* **Excerpt to read**
— start —
So, today we'll try to answer the first question: How do you decide when a prospect's ready? Let's consider the common scenario in which a rookie player is competing with a veteran for the vet's job. The veteran's productivity is typically well established, while the rookie's productivity is not known as precisely. Thus, we're faced with a choice between a so-called sure thing, and an unknown but possibly superior alternative.

In the field of statistical decision theory, such choices are known as "multi-armed bandit" problems. They are so named because of an analogy to a slot machine with multiple levers, each of which has a different payoff rate. The case we're examining can be modeled as the relatively simple case of a machine with two levers, one of which has a known payoff rate. In order to construct the model, we'll need two values: the veteran's productivity (the payoff rate of the known "arm") and a probability distribution on the rookie's productivity (the payoff rate of the unknown "arm"). To measure productivity, we'll use on-base percentage. Obviously, OBP is not a perfect measure of productivity; it does not consider defense, power, or baserunning skill. As a measure of offensive performance, though, it is pretty good, correlating with run-scoring to the tune of .91 (per some 2006 research by Dan Fox). Furthermore, the fact that it measures a binary outcome-either a player reaches base, or he doesn't-is extremely convenient for modeling purposes, as we'll see shortly.
— end —
* **What you need to do**
#1 Update everything in the prospect passage from "So, today we'll" down to "possibly superior alternative.", replacing "sure thing" with "safe bet".
#2 For each statement, answer yes or no according to the prospect passage, quoting the words that decide it: (a) On-base percentage correlates with run-scoring at .91. (b) On-base percentage takes baserunning skill into account. (c) The case being examined is modeled as a machine with three levers.
Rely on the prospect passage alone.

Items from a point labeling set:
— start —
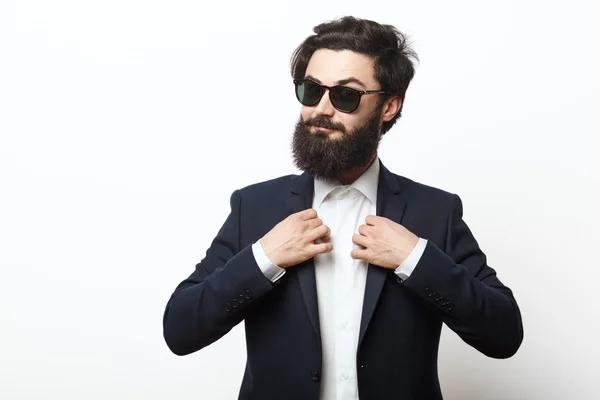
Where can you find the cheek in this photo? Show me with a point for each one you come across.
(306, 113)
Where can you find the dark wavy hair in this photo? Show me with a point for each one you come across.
(387, 46)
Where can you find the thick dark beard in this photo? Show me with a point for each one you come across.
(327, 159)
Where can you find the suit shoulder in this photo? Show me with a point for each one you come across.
(426, 194)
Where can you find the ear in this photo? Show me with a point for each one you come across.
(391, 108)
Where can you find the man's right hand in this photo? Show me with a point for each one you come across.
(292, 241)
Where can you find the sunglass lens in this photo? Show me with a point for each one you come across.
(309, 93)
(345, 99)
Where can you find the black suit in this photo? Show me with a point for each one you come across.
(401, 320)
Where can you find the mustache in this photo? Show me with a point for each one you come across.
(325, 123)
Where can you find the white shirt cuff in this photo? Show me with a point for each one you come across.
(407, 267)
(271, 271)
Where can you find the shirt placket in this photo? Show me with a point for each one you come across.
(344, 301)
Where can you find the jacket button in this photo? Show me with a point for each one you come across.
(316, 377)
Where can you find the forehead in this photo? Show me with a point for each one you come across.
(330, 66)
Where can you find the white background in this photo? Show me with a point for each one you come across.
(126, 125)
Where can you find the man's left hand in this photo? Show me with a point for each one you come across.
(384, 242)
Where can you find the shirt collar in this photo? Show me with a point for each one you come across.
(366, 184)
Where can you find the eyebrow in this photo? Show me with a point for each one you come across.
(341, 81)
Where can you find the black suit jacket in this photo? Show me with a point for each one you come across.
(401, 320)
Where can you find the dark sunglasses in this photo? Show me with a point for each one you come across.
(343, 98)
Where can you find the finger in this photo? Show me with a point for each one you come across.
(371, 220)
(364, 230)
(307, 214)
(320, 248)
(360, 254)
(319, 232)
(359, 240)
(313, 223)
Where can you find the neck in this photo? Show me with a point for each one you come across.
(352, 175)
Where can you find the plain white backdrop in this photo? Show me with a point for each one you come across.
(125, 126)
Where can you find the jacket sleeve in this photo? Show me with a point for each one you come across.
(218, 294)
(466, 293)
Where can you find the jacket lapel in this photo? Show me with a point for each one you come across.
(301, 198)
(390, 204)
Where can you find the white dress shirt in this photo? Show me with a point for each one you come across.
(340, 279)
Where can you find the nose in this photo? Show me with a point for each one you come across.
(325, 107)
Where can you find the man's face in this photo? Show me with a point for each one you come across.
(328, 142)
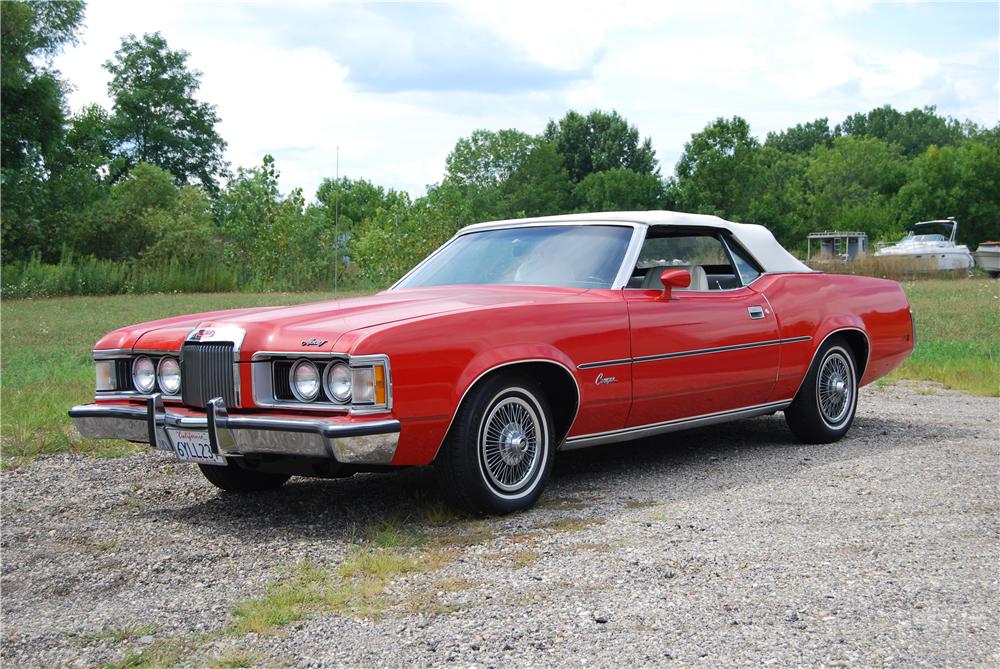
— end —
* **Results in order**
#1
So, today we'll try to answer the first question: How do you decide when a prospect's ready? Let's consider the common scenario in which a rookie player is competing with a veteran for the vet's job. The veteran's productivity is typically well established, while the rookie's productivity is not known as precisely. Thus, we're faced with a choice between a so-called safe bet, and an unknown but possibly superior alternative.

#2
(a) Yes: "correlating with run-scoring to the tune of .91"
(b) No: "it does not consider defense, power, or baserunning skill"
(c) No: "a machine with two levers, one of which has a known payoff rate"